§ Required work
Show every line of the material below that contains the word "green".

§ Records for this task
━━━
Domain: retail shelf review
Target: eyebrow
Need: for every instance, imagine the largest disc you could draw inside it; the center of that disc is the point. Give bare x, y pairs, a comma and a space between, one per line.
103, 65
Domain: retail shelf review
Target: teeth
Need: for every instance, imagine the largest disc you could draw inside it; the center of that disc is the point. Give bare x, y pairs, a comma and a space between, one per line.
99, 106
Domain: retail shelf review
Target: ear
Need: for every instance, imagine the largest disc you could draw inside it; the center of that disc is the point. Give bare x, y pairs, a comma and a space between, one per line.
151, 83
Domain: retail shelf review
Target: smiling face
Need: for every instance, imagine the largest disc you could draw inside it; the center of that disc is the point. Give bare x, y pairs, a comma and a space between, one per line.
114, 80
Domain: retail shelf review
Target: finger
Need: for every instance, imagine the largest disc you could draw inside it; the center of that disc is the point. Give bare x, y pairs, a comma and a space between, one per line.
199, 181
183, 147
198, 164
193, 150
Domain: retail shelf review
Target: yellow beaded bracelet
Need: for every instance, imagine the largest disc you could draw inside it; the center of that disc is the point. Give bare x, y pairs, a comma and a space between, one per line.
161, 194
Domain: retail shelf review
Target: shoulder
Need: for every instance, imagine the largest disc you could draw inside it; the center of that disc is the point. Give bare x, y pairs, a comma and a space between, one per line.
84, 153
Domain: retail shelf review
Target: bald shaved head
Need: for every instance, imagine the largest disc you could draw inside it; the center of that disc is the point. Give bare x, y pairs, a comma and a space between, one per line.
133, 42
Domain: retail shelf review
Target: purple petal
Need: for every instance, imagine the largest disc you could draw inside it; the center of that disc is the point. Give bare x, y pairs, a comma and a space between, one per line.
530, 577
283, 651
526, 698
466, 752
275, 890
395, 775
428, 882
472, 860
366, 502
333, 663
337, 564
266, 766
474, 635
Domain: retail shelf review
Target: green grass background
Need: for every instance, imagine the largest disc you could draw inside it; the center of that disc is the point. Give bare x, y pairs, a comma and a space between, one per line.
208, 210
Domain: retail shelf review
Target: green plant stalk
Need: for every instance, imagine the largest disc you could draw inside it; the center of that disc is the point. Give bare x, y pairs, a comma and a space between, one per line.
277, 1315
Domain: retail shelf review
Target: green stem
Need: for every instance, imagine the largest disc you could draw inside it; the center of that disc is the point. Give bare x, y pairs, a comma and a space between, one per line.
━━━
§ The completed task
Target: green grass background
Target: green plant stalk
Target: green stem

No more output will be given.